[Start of Attachment]
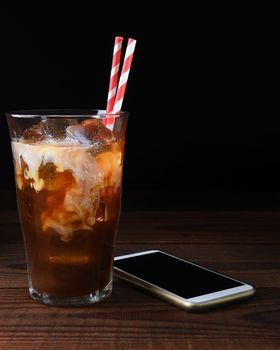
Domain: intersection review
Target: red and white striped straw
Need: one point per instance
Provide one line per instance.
(114, 77)
(124, 75)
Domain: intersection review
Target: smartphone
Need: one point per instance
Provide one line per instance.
(180, 282)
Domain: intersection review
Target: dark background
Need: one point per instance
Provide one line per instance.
(194, 92)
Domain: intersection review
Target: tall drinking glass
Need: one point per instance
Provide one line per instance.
(68, 171)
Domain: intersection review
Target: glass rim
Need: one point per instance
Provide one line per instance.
(63, 112)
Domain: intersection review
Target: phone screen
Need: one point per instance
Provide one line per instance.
(179, 277)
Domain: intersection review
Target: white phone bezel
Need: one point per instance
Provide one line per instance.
(198, 300)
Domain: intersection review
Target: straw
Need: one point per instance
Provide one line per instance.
(116, 93)
(124, 75)
(114, 74)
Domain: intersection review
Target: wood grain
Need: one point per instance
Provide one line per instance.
(242, 244)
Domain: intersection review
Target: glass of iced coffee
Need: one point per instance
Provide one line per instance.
(68, 171)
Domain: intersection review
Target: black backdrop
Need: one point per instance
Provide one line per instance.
(194, 123)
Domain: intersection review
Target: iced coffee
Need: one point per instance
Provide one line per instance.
(68, 171)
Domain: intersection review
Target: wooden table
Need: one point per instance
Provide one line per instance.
(243, 244)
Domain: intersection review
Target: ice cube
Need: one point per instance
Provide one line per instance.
(34, 134)
(76, 133)
(96, 131)
(56, 127)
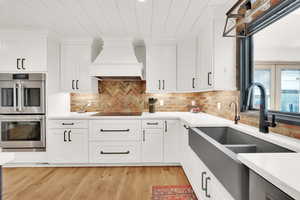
[End of Attachment]
→ TASK ITEM: The response should consist of the entries above, given again exactly and free of pictures.

→ REPLY TO THE TASK:
Domain: intersection review
Target: red and white striped straw
Need: one point per instance
Provide one line per instance.
(114, 77)
(124, 75)
Domain: intersection review
Target: smartphone
Need: one point per instance
Provide one line per instance.
(180, 282)
Domain: intersection review
Target: dark background
Need: one point per instance
Provide one line per instance.
(194, 92)
Domain: intersection review
Target: tall drinking glass
Need: one point per instance
Provide one line per instance.
(68, 171)
Domain: intersection review
Target: glass rim
Need: one point per instance
Provide one line per instance.
(63, 112)
Domain: intersection review
Target: phone screen
Need: one point per instance
Provide one line per instance.
(179, 277)
Domain: intersection review
Target: white phone bezel
Need: one point per instance
Provide one line per instance.
(198, 300)
Domain: intersection review
Target: straw
Need: one point per instance
Provide one line per instance.
(116, 93)
(124, 75)
(114, 74)
Domain: intersection review
Target: wood grain
Need: one point per instance
Provide one line per instance.
(242, 244)
Domain: intersection review
Target: glass of iced coffee
Need: one point per instance
Provide one line per instance.
(68, 171)
Domain: intersection review
Target: black backdrop
Need: one point per instance
Provide one line per instance.
(194, 123)
Domain: intersection review
Target: iced coffee
Need: one point per instance
Provide one line per instance.
(68, 171)
Domain: intersection review
Target: wooden table
Need: one point per instance
Provide one line per instance.
(243, 244)
Domain: intersection review
Target: ice cube
Need: one point per instance
Provide one line per instance.
(34, 134)
(76, 133)
(96, 131)
(56, 127)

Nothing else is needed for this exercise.